-- Selected text follows --

McConnell told home-state supporters at a Republican dinner in Winchester that Progress Kentucky engaged in “the ultimate outrage” when it used Twitter to distribute a message making an issue of Chao’s Asian heritage. The tweet said McConnell’s marriage to Chao “may explain why your job moved to (hash)China!”

McConnell’s described the tweet as “a racial attack” against Chao, who was born in Taiwan.

Progress Kentucky removed the tweet after Louisville public radio station WFPL-FM aired a story. And the group issued two apologies over the past week for what they described as “inappropriate tweets sent by our organization.”



• ARIZONA PRISON ENDS FIGHT INVOLVING 400 INMATES: TUCSON, Ariz. (AP) — An Arizona prison complex is on lockdown after a fight broke out among 400 inmates.

Arizona Department of Corrections spokesman Bill Lamoreaux says the staff was able to quickly stop the fight that broke out at 9:45 a.m. Sunday at the Whetstone Unit of the Arizona State Prison Complex in Tucson.

Two prison staffers suffered minor injuries, while five inmates were brought to hospitals with injuries. The extent of the inmates’ injuries wasn’t immediately available.

The prison is investigating the cause of the fight.

Nearly 1,250 prisoners are housed in the Whetstone Unit. No inmates from the prison’s other seven units were involved in the fight.



• IDITAROD KICKS OFF WITH FESTIVE CEREMONIAL START: ANCHORAGE, Alaska (AP) — Mushers and their dogs took a leisurely jaunt through Anchorage on Saturday in the ceremonial start of Alaska’s Iditarod Trail Sled Dog Race.

The 1,000-mile race kicked off in a festive mood as 66 teams posed with fans and sailed their sleds 11 miles on streets covered with trucked-in snow. Each sled carried an Iditarider, a fan who won the short ride at auction.

“Today is fun, with a capital F,” said smiling veteran musher Aliy Zirkle, the runner-up in last year’s race. “If you don’t have a good time on Saturday with your dogs and all these fans, you’re not in the right sport.”

The event comes ahead of the real, competitive start of the race Sunday in Willow, 50 miles to the north. This is when teams leave the big crowds behind for remote terrain shared mostly with their dogs.

“Today we have fun. Tomorrow we’re serious,” defending champion Dallas Seavey, of Willow, said Saturday between chatting with spectators and signing autographs for fans, including Bunky Nistler of Beach, N.D.

-- Selected text concluded --

◆ What you should do:
Write the next part of the news roundup, picking up right after its final sentence. You won't need the data for this.

-- Data section follows --

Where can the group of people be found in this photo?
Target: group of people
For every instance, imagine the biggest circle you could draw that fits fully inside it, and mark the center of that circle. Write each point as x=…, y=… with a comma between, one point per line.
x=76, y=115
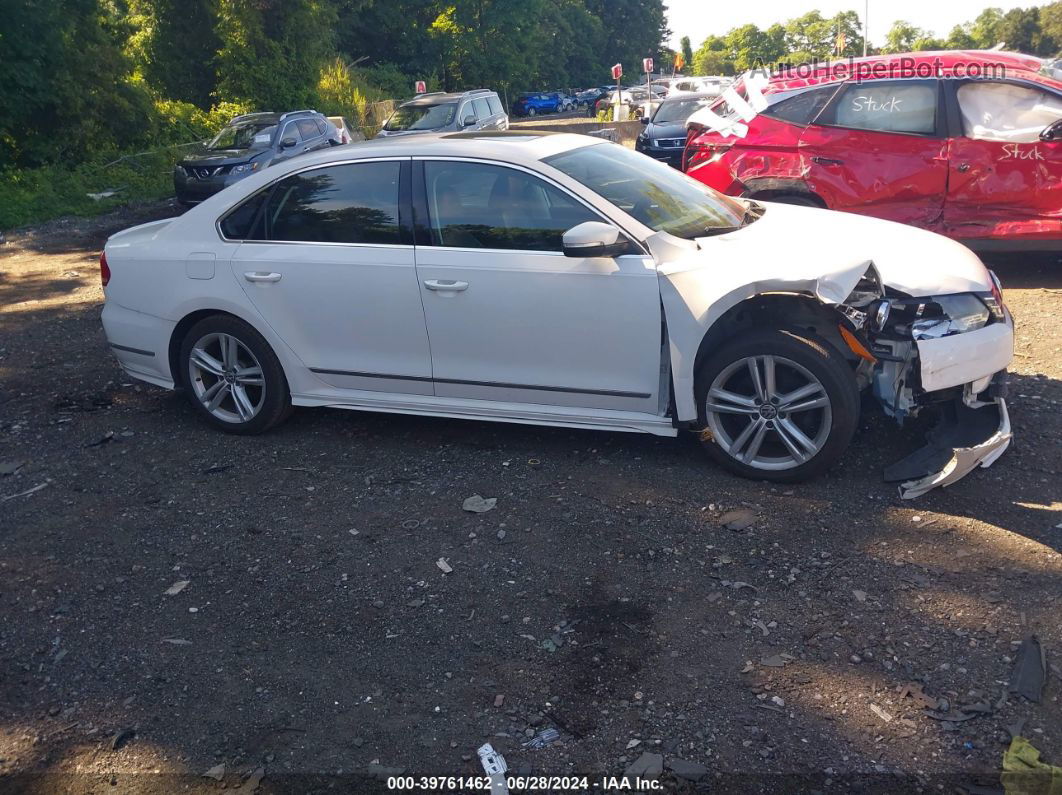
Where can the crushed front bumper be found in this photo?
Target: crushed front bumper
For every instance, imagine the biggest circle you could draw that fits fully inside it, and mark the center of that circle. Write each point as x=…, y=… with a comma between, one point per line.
x=965, y=438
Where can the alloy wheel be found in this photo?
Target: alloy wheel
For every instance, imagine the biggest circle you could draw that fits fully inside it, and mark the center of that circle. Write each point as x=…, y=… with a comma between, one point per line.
x=226, y=378
x=768, y=412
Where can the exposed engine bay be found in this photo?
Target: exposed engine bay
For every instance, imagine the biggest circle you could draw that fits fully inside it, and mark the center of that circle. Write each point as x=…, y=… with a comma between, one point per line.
x=915, y=353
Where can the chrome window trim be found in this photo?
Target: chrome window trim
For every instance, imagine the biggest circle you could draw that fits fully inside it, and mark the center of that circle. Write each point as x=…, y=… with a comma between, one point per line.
x=546, y=178
x=271, y=184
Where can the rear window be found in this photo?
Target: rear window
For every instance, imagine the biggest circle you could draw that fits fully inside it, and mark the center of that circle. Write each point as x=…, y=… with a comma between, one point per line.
x=901, y=106
x=422, y=117
x=803, y=107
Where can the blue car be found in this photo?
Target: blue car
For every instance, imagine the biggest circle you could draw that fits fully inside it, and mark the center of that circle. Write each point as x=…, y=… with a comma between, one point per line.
x=532, y=104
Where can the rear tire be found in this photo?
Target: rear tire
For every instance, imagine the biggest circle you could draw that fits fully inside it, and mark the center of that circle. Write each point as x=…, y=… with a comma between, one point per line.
x=232, y=376
x=789, y=420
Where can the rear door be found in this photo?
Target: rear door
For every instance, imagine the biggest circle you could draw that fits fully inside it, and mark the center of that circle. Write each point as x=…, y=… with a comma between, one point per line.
x=880, y=149
x=1005, y=182
x=328, y=262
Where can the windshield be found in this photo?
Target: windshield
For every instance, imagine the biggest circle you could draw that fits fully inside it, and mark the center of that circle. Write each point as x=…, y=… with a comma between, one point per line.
x=657, y=195
x=671, y=113
x=243, y=136
x=422, y=117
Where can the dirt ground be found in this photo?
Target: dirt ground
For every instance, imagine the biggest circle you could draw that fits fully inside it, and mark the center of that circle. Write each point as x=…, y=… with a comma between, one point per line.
x=317, y=636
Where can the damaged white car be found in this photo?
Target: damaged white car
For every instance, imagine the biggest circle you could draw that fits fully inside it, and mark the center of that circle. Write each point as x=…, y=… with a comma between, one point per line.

-- Data section concluded --

◆ Answer space:
• SCIENTISTS SAY BABY BORN WITH HIV APPARENTLY CURED: WASHINGTON (AP) — A baby born with the virus that causes AIDS appears to have been cured, scientists announced Sunday, describing the case of a child from Mississippi who’s now 2½ and has been off medication for about a year with no signs of infection.

There’s no guarantee the child will remain healthy, although sophisticated testing uncovered just traces of the virus’ genetic material still lingering. If so, it would mark only the world’s second reported cure.

Specialists say Sunday’s announcement, at a major AIDS meeting in Atlanta, offers promising clues for efforts to eliminate HIV infection in children, especially in AIDS-plagued African countries where too many babies are born with the virus.

A doctor gave this baby faster and stronger treatment than is usual, starting a three-drug infusion within 30 hours of birth. That was before tests confirmed the infant was infected and not just at risk from a mother whose HIV wasn’t diagnosed until she was in labor.



• EVERNOTE HACKED: 50 MILLION PASSWORDS RESET: LONDON (AP) — Online note-taking service Evernote Corp. says it has been hacked and is resetting all its 50 million users’ passwords as a precaution.

The Redwood City, California-based company said in a post published late Saturday that an attacker had been able to access sensitive customer information and that every user would have their account reset “in an abundance of caution.”

Evernote says the attacker was able to access an unspecified number of customers’ encrypted passwords. Decoding such passwords can be difficult but is far from impossible.

The company says it has seen no evidence that any customer data had been tampered with or that any payment information had been compromised.